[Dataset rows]

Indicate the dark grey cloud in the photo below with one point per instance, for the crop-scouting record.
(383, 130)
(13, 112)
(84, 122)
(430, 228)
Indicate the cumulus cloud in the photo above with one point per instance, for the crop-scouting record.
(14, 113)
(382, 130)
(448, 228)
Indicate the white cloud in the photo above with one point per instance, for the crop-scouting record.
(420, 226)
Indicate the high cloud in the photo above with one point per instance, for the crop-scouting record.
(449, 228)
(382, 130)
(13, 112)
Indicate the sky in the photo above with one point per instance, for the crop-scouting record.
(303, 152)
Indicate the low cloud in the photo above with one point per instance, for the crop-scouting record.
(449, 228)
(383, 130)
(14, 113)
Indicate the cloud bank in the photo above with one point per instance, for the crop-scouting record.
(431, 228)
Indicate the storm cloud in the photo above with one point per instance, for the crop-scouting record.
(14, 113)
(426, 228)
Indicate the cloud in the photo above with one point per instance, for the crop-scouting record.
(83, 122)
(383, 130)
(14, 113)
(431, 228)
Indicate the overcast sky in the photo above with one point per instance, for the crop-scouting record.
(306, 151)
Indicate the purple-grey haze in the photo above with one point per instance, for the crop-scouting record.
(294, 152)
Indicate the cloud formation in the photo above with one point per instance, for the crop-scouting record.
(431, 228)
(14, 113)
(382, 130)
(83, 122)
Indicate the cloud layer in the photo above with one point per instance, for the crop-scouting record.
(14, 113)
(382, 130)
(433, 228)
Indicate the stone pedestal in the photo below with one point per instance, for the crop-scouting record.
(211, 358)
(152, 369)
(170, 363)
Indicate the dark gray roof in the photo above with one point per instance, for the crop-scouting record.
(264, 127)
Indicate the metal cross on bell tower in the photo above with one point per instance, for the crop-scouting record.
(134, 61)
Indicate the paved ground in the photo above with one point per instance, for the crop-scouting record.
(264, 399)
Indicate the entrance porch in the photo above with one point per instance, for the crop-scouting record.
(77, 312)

- [Instructions to follow]:
Reproduce all of the material above verbatim, keeping every line in its original order.

- [Completed task]:
Indicate the dark grey cloud in the photo below with one point per instance, for the crop-scouting record.
(383, 130)
(13, 112)
(84, 122)
(430, 228)
Indicate the cumulus cloud in the photo above with one point per instance, for the crop-scouting record.
(14, 113)
(382, 130)
(448, 228)
Indicate the white cloud in the photo above with one point per instance, for the crop-scouting record.
(420, 226)
Indicate the high cloud in the photo above with one point per instance, for the crop-scouting record.
(449, 228)
(382, 130)
(13, 112)
Indicate the sky in the photo above with one point per instance, for the crop-scouting record.
(303, 152)
Indicate the low cloud in the photo above with one point per instance, for the crop-scouting record.
(449, 228)
(383, 130)
(14, 113)
Indicate the cloud bank in the photo above with one point per instance, for the crop-scouting record.
(431, 228)
Indicate the storm cloud in the photo above with one point per instance, for the crop-scouting record.
(14, 113)
(426, 228)
Indicate the cloud in the photo above with one point per instance, for the crop-scouting record.
(83, 122)
(383, 130)
(14, 113)
(431, 228)
Indicate the overcast sky in the photo above with one point per instance, for the crop-scouting record.
(306, 151)
Indicate the purple-grey haze in the photo above with one point per instance, for the crop-scouting record.
(294, 152)
Indicate the cloud formation in the photo above with one point per instance, for the crop-scouting record.
(431, 228)
(14, 113)
(382, 130)
(83, 122)
Indicate the cloud layer in the photo above with one point per instance, for the crop-scouting record.
(14, 113)
(382, 130)
(433, 228)
Indicate the stone pedestal in the photo below with one point per instance, for the crop-scouting record.
(211, 358)
(152, 369)
(170, 363)
Indicate the dark gray roof in the photo above with one point per instance, for the crop-scouting record.
(264, 127)
Indicate the metal cross on bell tower in the photo above with one point per instance, for the crop-scouting record.
(134, 61)
Indicate the paved ground in the photo above with one point per instance, for the crop-scouting record.
(264, 399)
Indicate the entrance porch in the photo above with one point per instance, for the crop-scouting record.
(77, 312)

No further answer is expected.